Supplied material:
★ ★ ★ ★ ★
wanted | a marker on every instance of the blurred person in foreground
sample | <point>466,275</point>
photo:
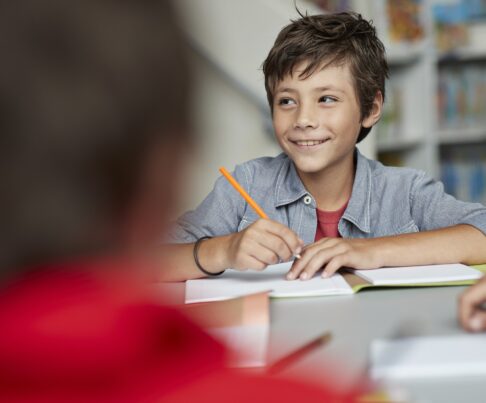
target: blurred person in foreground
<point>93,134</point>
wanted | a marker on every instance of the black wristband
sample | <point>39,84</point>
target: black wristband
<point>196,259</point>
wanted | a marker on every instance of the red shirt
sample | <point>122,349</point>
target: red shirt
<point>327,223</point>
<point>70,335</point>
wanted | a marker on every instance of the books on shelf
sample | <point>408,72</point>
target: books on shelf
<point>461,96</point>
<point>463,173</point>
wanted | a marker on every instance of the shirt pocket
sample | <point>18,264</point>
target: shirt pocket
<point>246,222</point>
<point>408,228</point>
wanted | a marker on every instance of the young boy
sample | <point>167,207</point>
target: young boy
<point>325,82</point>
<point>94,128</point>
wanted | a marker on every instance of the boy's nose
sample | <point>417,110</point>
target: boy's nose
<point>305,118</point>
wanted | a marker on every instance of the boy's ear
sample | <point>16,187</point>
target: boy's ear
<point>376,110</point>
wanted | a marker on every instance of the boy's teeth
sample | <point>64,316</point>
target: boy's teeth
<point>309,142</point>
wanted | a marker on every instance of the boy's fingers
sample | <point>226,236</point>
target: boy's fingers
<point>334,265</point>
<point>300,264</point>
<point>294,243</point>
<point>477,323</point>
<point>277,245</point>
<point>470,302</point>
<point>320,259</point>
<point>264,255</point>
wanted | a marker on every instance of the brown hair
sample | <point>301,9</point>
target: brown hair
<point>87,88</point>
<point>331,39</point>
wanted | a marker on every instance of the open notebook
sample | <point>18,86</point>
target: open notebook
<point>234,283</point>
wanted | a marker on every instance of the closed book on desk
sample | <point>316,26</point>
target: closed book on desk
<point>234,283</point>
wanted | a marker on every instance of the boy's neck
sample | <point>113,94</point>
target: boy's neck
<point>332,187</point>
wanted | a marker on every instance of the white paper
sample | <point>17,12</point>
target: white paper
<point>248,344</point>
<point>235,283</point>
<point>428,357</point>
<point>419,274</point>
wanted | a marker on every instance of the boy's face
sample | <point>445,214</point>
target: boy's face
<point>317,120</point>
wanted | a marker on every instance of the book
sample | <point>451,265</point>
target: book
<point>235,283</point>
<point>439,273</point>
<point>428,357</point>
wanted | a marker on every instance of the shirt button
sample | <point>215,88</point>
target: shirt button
★ ★ ★ ★ ★
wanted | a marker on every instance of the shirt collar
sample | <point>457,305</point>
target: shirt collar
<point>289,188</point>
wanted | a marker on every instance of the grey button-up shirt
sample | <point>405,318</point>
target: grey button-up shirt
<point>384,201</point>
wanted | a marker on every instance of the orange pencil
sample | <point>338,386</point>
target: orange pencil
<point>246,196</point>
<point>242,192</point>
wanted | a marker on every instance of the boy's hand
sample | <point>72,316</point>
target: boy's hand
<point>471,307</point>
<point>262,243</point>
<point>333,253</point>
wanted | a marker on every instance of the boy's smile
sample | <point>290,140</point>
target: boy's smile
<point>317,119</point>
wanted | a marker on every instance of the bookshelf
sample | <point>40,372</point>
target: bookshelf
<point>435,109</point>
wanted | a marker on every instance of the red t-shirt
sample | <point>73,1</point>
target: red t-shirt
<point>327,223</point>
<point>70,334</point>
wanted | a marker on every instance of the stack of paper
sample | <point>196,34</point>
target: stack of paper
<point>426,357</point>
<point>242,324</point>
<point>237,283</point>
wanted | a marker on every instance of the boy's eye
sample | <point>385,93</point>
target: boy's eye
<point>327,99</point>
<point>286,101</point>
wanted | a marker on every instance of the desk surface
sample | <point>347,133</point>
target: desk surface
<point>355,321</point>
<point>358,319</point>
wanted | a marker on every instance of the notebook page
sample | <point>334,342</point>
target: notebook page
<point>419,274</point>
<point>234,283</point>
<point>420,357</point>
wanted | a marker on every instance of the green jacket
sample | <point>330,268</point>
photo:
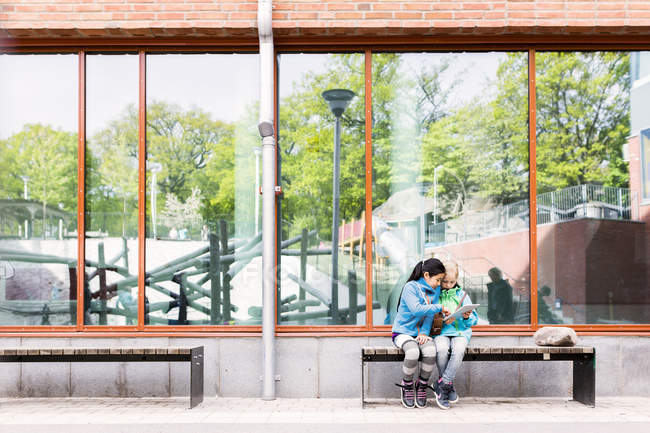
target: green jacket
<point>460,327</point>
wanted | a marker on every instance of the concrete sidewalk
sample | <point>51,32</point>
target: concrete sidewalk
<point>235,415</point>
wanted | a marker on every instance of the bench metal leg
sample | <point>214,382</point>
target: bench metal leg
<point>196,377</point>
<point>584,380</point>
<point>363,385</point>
★ ★ ★ ★ ★
Problem to solve: Write out again the records starting with the line with "wanted | a marker on every instance of the boy's eye" and going on through the line with "<point>460,327</point>", requests included, shifting each answer point by adding 135 to both of its coordinates while keeping the sample points in the requests unchanged. Leave the pictures out of your answer.

Worked answer:
wanted | a marker on every instance of the boy's eye
sample | <point>385,93</point>
target: boy's eye
<point>462,234</point>
<point>421,236</point>
wanted | a marker on every instance of the desk surface
sample | <point>347,133</point>
target: desk surface
<point>490,456</point>
<point>493,454</point>
wanted | a marker on every instance of the notebook page
sample | <point>334,342</point>
target: notebook page
<point>554,409</point>
<point>369,418</point>
<point>555,492</point>
wanted | a marker on every instance of the green jacket
sample | <point>330,268</point>
photo:
target: green jacket
<point>595,462</point>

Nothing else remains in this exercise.